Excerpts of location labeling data

· · ·

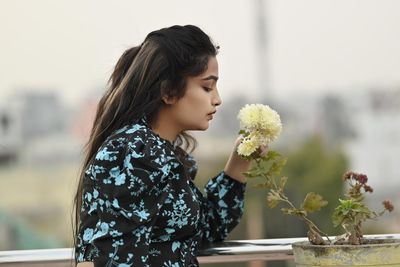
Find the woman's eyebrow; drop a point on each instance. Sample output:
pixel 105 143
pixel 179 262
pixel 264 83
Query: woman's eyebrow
pixel 211 77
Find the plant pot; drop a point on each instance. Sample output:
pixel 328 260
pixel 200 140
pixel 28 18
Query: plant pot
pixel 376 252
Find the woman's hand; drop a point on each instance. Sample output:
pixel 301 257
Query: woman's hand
pixel 236 165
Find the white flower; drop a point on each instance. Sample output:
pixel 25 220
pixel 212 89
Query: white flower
pixel 261 125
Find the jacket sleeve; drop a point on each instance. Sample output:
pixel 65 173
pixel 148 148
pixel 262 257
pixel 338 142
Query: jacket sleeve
pixel 129 193
pixel 222 207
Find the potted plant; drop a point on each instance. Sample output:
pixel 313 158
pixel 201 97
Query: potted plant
pixel 259 126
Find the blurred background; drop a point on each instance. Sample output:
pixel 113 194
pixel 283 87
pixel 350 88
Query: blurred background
pixel 330 68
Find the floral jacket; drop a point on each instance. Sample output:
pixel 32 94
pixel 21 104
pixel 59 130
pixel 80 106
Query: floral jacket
pixel 141 207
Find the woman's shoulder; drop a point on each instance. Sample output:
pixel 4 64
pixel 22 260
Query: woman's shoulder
pixel 138 142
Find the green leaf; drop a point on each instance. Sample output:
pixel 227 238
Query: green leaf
pixel 297 212
pixel 282 183
pixel 313 202
pixel 273 199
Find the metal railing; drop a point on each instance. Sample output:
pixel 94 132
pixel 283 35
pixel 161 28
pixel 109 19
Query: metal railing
pixel 227 251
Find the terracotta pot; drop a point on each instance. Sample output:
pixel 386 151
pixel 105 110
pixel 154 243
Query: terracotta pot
pixel 380 252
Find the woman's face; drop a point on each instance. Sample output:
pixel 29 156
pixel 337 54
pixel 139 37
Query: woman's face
pixel 196 108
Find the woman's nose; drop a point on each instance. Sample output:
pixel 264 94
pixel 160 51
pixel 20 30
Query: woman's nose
pixel 216 101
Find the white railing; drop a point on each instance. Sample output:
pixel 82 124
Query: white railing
pixel 227 251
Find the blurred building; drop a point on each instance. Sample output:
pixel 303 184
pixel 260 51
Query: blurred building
pixel 35 127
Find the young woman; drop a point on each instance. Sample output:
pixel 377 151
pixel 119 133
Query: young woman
pixel 136 203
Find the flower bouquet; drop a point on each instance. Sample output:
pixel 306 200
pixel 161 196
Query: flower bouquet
pixel 259 126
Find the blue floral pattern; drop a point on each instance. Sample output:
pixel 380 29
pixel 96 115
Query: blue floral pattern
pixel 141 207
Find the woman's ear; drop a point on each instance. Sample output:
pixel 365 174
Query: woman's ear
pixel 167 99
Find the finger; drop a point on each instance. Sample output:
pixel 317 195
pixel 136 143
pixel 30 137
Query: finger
pixel 264 150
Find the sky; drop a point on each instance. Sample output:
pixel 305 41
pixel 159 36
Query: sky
pixel 312 45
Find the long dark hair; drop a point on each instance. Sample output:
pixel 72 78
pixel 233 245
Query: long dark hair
pixel 142 76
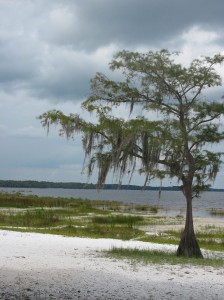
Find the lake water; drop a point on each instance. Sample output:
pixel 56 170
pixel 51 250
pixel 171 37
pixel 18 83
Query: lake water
pixel 170 202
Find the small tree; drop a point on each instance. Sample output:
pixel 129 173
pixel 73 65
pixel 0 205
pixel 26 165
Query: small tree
pixel 173 145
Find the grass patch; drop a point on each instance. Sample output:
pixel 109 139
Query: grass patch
pixel 95 219
pixel 114 220
pixel 160 257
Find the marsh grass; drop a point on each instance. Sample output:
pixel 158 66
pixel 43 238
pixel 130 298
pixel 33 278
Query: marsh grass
pixel 159 257
pixel 114 220
pixel 96 219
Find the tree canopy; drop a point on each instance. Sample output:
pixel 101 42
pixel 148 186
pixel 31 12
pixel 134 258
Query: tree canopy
pixel 175 144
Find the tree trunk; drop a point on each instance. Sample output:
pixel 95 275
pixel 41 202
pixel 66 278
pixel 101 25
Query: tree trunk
pixel 188 245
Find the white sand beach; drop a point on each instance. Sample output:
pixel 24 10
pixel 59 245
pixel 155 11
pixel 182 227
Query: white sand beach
pixel 38 266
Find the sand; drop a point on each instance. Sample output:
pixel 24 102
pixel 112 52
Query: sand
pixel 38 266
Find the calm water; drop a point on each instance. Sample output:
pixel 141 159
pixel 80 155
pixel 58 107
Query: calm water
pixel 170 201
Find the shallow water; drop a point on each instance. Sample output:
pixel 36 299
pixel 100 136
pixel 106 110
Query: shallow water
pixel 171 203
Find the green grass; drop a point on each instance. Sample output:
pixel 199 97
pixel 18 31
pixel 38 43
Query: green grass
pixel 96 219
pixel 159 257
pixel 114 220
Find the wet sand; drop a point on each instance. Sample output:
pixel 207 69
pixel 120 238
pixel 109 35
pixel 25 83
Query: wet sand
pixel 38 266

· · ·

» **SHORT TASK**: Would you return the data exactly as written, without the pictures?

» **OUTPUT BELOW**:
Find the woman's eyebrow; drop a point on each instance. Sample output:
pixel 105 143
pixel 179 262
pixel 264 83
Query: woman's eyebrow
pixel 211 77
Find the plant pot; drop a point on each instance. Sample output:
pixel 328 260
pixel 200 140
pixel 28 18
Query: plant pot
pixel 376 252
Find the woman's hand; drop a point on each instance. Sample output:
pixel 301 257
Query: woman's hand
pixel 236 165
Find the white flower; drop a point on each instance. Sample output:
pixel 25 220
pixel 212 89
Query: white flower
pixel 261 125
Find the jacket sleeve; drop a point on each instance. Sample output:
pixel 65 173
pixel 148 148
pixel 262 257
pixel 338 142
Query: jacket sleeve
pixel 129 193
pixel 222 207
Find the potted plant; drop a point on each instance. Sample output:
pixel 313 158
pixel 201 97
Query: potted plant
pixel 259 126
Find the blurred background; drop a point on each instance. Sample output:
pixel 113 194
pixel 283 87
pixel 350 88
Query: blurred background
pixel 330 68
Find the floral jacket; drop a point on each instance. Sample output:
pixel 32 94
pixel 21 104
pixel 59 130
pixel 80 106
Query: floral jacket
pixel 141 207
Find the woman's shoulder; drop a point on each instance. Sample output:
pixel 4 64
pixel 22 260
Query: woman's shoulder
pixel 138 142
Find the green leaf; drop a point on each instance. Sample output:
pixel 227 238
Query: green leaf
pixel 297 212
pixel 282 183
pixel 313 202
pixel 273 199
Find the metal railing; drop a point on each instance. Sample output:
pixel 94 132
pixel 283 35
pixel 161 28
pixel 109 19
Query: metal railing
pixel 227 251
Find the terracotta pot; drop a point on each instance. Sample output:
pixel 386 151
pixel 105 110
pixel 154 243
Query: terracotta pot
pixel 380 252
Find the woman's face; drop a point on each instance. Sample output:
pixel 29 156
pixel 337 54
pixel 139 37
Query: woman's face
pixel 196 108
Find the woman's nose; drop a point on each instance. Sample output:
pixel 264 94
pixel 160 51
pixel 20 30
Query: woman's nose
pixel 216 101
Find the white railing; drop a point on each instance. Sample output:
pixel 82 124
Query: white railing
pixel 227 251
Find the blurred building; drop a point on each instance. Sample output:
pixel 303 184
pixel 260 51
Query: blurred building
pixel 35 127
Find the young woman; drop a point on each instance. Sample output:
pixel 377 151
pixel 119 133
Query: young woman
pixel 136 203
Find the flower bouquet; drop a point on each instance. Sample output:
pixel 306 200
pixel 161 196
Query: flower bouquet
pixel 259 126
Find the blue floral pattern; drop a point on each instance. Sample output:
pixel 380 29
pixel 96 115
Query: blue floral pattern
pixel 141 207
Find the woman's ear; drop a point on each instance. Sample output:
pixel 365 174
Query: woman's ear
pixel 167 99
Find the finger; drop a point on each instance. Sample output:
pixel 317 195
pixel 136 143
pixel 30 137
Query: finger
pixel 264 150
Find the sky; drop a point on each instance. Sample output:
pixel 305 41
pixel 159 36
Query: sky
pixel 312 45
Find the long dark hair; drop a point on each instance. Sample output:
pixel 72 78
pixel 233 245
Query: long dark hair
pixel 142 76
Find the lake water; drop a point on each instance. Sample output:
pixel 56 170
pixel 51 250
pixel 171 37
pixel 18 83
Query: lake water
pixel 170 202
Find the small tree; drop a point on each instance. Sample output:
pixel 129 173
pixel 73 65
pixel 0 205
pixel 26 165
Query: small tree
pixel 173 145
Find the grass patch; drop a point on each instance. Sample output:
pixel 109 139
Query: grass patch
pixel 95 219
pixel 114 220
pixel 160 257
Find the marsh grass; drop a point on each instance. Sample output:
pixel 158 66
pixel 43 238
pixel 130 298
pixel 33 278
Query: marsh grass
pixel 159 257
pixel 114 220
pixel 96 219
Find the tree canopy; drop a point on each instance. Sample output:
pixel 101 42
pixel 148 186
pixel 31 12
pixel 134 258
Query: tree canopy
pixel 175 144
Find the tree trunk; drop a point on each instance. Sample output:
pixel 95 275
pixel 41 202
pixel 66 278
pixel 101 25
Query: tree trunk
pixel 188 245
Find the white sand beach; drop a point on each instance. Sample output:
pixel 24 10
pixel 59 245
pixel 155 11
pixel 182 227
Query: white sand beach
pixel 38 266
Find the sand; drop a point on each instance. Sample output:
pixel 24 102
pixel 112 52
Query: sand
pixel 38 266
Find the calm water; drop a point on each instance. Sample output:
pixel 141 159
pixel 80 155
pixel 58 107
Query: calm water
pixel 170 201
Find the shallow water; drop a point on each instance. Sample output:
pixel 36 299
pixel 100 136
pixel 106 110
Query: shallow water
pixel 171 203
Find the green grass; drop a point on each instance. Sample output:
pixel 199 97
pixel 18 31
pixel 38 43
Query: green grass
pixel 96 219
pixel 159 257
pixel 114 220
Find the wet sand; drop a point on each instance. Sample output:
pixel 207 69
pixel 120 238
pixel 109 35
pixel 25 83
Query: wet sand
pixel 38 266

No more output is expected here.